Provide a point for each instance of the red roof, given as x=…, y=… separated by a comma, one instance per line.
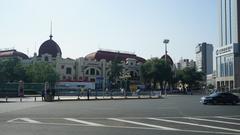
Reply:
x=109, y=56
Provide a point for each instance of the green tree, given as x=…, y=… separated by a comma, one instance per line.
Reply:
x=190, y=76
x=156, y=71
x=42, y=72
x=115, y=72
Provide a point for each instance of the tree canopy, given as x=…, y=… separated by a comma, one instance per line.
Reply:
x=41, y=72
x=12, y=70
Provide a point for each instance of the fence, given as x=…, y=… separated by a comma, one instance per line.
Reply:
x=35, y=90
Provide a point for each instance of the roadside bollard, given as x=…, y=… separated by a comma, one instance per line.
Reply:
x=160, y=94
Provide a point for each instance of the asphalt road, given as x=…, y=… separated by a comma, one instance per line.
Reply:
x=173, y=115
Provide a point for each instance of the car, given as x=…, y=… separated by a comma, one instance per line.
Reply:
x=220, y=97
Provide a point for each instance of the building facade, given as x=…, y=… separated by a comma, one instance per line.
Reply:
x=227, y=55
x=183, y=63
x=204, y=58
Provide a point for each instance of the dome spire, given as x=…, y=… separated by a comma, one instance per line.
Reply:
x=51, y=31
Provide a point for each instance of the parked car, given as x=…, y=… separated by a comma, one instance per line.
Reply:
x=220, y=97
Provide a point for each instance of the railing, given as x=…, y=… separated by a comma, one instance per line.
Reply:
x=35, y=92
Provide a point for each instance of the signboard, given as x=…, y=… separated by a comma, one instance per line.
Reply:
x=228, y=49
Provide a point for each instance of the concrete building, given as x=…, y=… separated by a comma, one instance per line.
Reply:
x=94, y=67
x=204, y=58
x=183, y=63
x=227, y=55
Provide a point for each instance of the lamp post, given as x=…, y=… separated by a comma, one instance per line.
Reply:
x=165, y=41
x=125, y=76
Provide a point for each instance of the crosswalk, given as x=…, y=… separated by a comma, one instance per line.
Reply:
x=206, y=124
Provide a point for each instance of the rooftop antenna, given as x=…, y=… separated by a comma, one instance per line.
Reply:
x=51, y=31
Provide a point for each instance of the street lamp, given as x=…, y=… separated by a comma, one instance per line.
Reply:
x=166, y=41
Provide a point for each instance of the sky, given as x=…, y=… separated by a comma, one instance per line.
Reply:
──────────
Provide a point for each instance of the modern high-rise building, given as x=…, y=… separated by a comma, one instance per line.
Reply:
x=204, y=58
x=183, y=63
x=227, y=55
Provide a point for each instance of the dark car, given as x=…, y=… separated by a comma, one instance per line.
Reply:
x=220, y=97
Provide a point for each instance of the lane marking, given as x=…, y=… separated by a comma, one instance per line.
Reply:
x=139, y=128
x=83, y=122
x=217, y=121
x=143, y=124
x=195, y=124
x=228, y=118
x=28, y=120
──────────
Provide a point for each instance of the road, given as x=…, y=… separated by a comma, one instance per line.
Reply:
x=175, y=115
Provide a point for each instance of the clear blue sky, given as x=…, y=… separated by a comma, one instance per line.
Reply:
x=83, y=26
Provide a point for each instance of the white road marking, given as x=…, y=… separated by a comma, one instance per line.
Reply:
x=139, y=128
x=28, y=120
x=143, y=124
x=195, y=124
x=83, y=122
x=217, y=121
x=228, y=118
──────────
● WRITTEN PROBLEM
Rewrite the data from the line with "Provide a point for each instance of the railing, given" to the line with "x=206, y=124", replacing "signboard" with "sign" and keeping everything else the same.

● EXERCISE ANSWER
Provide a point for each instance of the railing, given as x=…, y=… separated by a comma, one instance per line.
Reply:
x=35, y=92
Provide a point for each instance of the sign, given as x=…, y=… separated by a comma, one instance per line.
Reply:
x=228, y=49
Provide a point for each instance of the concrete building, given as x=…, y=… separated by a comma, one instance per line.
Reply:
x=94, y=67
x=204, y=58
x=183, y=63
x=227, y=55
Provide a point for each instance of the lamp post, given as x=…, y=… separated by a comma, one instance per line.
Reply:
x=165, y=41
x=125, y=76
Provide a point for each instance of the crosswalk, given as x=…, y=… separated by a comma, one instance per line.
Reply:
x=206, y=124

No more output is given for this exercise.